* **HOW TO COMPLETE THIS TASK**:
All lines below containing the string "foot" are to be copied.

Saved entries

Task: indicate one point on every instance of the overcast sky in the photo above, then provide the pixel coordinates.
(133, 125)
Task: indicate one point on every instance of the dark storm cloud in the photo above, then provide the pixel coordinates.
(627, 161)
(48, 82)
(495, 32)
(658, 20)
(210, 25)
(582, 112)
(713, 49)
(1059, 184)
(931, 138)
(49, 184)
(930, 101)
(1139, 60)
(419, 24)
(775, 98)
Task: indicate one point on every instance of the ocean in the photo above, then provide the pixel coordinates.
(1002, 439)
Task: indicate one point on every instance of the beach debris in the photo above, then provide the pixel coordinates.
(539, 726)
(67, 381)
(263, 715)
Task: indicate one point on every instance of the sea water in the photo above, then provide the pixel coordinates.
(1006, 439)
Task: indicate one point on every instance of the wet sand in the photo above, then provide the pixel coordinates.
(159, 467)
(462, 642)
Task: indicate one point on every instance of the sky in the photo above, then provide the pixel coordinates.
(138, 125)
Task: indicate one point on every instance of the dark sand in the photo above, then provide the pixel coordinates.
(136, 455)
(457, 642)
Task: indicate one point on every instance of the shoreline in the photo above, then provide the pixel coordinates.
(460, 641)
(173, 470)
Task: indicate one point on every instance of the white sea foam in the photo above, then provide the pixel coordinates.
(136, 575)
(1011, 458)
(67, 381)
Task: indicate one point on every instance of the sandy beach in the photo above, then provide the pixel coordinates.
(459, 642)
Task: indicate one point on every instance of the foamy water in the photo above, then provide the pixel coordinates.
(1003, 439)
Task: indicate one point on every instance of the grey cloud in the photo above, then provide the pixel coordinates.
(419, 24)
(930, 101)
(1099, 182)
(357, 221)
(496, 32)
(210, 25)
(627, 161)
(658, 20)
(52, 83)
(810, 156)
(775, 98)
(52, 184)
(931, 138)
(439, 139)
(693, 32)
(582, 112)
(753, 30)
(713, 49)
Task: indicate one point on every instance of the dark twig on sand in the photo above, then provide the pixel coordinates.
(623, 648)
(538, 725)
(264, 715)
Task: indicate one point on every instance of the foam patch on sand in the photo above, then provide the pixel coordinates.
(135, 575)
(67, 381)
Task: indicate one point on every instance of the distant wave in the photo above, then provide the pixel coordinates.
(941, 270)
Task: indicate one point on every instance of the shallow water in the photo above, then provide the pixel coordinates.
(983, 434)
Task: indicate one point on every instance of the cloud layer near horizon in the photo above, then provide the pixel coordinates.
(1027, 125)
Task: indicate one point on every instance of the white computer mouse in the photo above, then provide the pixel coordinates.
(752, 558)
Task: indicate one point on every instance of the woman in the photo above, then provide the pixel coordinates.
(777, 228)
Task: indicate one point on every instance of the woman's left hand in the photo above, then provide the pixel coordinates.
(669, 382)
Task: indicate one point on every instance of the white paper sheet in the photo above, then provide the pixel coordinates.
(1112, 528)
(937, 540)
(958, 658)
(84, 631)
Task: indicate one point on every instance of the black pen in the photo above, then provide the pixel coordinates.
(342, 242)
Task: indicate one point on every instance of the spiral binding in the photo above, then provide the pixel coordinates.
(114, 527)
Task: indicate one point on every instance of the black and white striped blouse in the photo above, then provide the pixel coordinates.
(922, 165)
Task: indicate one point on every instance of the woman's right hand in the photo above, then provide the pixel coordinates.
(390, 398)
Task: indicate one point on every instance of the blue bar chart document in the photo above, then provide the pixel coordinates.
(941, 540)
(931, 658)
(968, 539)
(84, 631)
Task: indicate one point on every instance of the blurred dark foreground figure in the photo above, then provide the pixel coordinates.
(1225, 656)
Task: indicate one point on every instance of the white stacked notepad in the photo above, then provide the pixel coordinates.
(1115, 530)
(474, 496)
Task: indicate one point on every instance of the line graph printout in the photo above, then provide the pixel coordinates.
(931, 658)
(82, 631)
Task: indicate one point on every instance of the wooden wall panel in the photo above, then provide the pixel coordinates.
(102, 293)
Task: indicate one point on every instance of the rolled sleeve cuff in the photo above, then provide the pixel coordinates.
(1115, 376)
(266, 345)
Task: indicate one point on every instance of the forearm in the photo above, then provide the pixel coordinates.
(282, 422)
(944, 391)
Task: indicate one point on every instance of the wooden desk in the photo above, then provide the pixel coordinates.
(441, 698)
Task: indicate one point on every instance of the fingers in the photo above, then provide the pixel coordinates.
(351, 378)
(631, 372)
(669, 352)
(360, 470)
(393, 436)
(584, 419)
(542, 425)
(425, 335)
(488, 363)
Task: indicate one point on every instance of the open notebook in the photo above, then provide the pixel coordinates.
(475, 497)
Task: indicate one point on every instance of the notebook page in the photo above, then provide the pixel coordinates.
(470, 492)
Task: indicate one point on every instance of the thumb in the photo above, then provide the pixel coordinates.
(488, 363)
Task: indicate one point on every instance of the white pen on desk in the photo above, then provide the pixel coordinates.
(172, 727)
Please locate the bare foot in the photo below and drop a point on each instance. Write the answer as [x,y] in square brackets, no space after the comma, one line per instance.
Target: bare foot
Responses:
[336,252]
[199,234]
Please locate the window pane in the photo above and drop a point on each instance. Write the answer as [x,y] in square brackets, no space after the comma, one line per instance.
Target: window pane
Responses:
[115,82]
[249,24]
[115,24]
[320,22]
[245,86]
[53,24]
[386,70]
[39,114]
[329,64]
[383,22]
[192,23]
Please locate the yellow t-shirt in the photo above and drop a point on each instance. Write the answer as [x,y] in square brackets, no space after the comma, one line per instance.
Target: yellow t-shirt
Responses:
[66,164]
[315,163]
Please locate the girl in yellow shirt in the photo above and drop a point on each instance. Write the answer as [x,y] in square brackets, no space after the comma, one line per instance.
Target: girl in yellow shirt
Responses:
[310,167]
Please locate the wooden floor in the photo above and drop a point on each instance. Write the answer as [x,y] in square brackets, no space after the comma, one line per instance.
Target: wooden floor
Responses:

* **RESPONSE TO THE TASK**:
Please locate the bare foot in the photo below and drop a point on each instance. Write the answer as [x,y] in square brackets, no space after the comma, one line per instance.
Target: bare foot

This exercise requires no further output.